OBJECTIVE:
Using the entries below, return word for word the lines from the one containing "Phrase -- rabbit's back" up to and including the last.

MATERIAL TO PROCESS:
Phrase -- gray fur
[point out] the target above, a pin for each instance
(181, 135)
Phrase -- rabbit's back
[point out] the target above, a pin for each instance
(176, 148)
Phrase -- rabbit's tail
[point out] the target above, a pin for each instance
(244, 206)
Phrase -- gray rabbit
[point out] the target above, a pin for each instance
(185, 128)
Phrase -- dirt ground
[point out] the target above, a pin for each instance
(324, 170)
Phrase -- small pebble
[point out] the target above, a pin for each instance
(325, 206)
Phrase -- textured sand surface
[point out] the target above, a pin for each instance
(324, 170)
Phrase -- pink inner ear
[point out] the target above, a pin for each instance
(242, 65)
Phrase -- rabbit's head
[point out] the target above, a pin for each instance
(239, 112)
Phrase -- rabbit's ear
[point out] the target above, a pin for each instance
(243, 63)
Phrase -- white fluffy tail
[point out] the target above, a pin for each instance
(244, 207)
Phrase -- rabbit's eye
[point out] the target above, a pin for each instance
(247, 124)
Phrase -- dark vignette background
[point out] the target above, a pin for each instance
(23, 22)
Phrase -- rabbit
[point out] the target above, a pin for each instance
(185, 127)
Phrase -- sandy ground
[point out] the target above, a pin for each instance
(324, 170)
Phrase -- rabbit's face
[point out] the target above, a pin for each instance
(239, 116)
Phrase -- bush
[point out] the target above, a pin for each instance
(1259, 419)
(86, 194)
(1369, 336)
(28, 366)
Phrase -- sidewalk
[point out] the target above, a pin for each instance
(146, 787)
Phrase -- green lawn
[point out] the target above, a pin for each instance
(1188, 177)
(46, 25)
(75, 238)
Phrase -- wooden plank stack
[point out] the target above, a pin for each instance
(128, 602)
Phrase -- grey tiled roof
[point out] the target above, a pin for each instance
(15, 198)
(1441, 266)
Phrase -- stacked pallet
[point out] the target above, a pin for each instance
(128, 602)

FINISHED EXERCISE:
Phrase -- rabbit's back
[point out] the target above, a pin for each instance
(176, 148)
Phrase -- rabbit's tail
[point out] the target above, a pin for each instance
(244, 206)
Phrase -- gray rabbit
[point out] the target above, a pin for each instance
(185, 128)
Phrase -- dirt ground
[point out] the target above, a pin for each instance
(324, 170)
Phrase -- small pebble
[point out] the target above, a pin for each instance
(325, 206)
Phrase -- textured sand surface
[point out] the target above, a pin for each instance
(324, 170)
Phrase -- pink inner ear
[point out] the target above, a pin for each instance
(242, 65)
Phrase -- rabbit's head
[point out] the target above, a pin for each instance
(239, 112)
Phrase -- rabbit's ear
[point out] the target above, a pin for each instance
(243, 63)
Phrase -- white fluffy tail
[point out] the target above, a pin for each instance
(244, 207)
Phrase -- rabbit's eye
[point out] the target above, a pin for each instance
(247, 124)
Phrase -- dark vignette background
[point out] the target above, a pin for each instance
(23, 22)
Phrase -- rabbit
[point out] the target above, a pin for each instance
(185, 127)
Phrase -- sandy ground
[point out] the target above, a pin for each instance
(324, 170)
Phrase -- rabbit's face
[point out] the target above, a pin for each instance
(239, 116)
Phrase -- bush
[point out] the target above, a pin for each instance
(1259, 419)
(86, 194)
(1369, 336)
(28, 366)
Phrase -- sidewalk
[point out] the target above, a pin for each instance
(146, 787)
Phrase -- green lawn
[point out] the target above, a pin for each instance
(1188, 177)
(46, 25)
(75, 238)
Phrase -- wooden plank stack
[point out] the target above, a pin for each instance
(128, 602)
Phrase -- grey tiled roof
[point out] the target above, a pin for each instance
(15, 198)
(1441, 266)
Phrase -- stacked pallet
[point out] the target above, a pin for each instance
(128, 602)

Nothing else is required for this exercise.